[Task details]: Please rewrite the lines between the one holding "Tag concrete curb in the picture above." and the one holding "137 200 151 203", inclusive, keeping the requests as they are and offsetting every box coordinate in the answers by -52.

[Exercise data]:
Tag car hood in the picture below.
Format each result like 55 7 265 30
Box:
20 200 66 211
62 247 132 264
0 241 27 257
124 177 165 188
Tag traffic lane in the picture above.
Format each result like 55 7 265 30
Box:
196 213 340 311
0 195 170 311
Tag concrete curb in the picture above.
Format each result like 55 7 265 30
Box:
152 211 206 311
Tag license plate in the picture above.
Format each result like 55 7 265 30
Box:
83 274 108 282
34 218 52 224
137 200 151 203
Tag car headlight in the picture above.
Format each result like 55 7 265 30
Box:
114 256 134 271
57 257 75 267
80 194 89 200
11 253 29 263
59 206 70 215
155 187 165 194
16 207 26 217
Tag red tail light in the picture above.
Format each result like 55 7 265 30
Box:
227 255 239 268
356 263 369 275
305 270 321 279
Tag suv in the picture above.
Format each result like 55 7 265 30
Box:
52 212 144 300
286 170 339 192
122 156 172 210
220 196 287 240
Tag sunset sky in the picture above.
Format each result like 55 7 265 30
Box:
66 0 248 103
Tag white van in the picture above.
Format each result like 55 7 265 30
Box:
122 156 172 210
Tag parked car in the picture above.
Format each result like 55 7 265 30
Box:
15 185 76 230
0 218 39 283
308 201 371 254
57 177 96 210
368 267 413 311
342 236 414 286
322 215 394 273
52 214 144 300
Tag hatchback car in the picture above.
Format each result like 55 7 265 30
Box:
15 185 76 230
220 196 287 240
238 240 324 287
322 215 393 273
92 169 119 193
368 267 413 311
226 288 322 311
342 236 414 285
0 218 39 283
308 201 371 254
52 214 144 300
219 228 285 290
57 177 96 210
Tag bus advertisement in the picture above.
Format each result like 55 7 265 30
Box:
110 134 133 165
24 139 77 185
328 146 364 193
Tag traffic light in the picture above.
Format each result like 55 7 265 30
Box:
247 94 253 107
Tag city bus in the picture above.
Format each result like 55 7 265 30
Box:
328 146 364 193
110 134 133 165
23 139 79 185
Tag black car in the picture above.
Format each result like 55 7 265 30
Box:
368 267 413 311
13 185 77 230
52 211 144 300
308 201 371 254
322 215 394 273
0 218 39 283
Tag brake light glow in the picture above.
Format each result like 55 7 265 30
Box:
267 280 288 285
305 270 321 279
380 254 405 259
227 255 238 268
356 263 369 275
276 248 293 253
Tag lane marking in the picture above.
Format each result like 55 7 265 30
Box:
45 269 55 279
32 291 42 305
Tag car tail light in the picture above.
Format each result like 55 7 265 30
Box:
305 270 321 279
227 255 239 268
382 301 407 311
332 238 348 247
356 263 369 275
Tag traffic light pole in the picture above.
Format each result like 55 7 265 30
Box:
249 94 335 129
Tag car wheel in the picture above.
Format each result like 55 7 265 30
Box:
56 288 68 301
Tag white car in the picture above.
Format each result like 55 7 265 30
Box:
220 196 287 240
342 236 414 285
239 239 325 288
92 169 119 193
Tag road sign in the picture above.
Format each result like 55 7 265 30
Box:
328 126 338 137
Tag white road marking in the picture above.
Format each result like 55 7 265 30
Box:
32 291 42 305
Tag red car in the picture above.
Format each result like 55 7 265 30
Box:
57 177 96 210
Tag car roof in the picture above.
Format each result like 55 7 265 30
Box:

[Solution]:
Tag concrete curb in the picture above.
Format each result like 55 7 265 30
Box:
100 159 154 259
Tag license plate in the picture above.
Format each result like 55 7 265 30
Box:
31 222 56 230
-18 166 0 172
85 148 99 151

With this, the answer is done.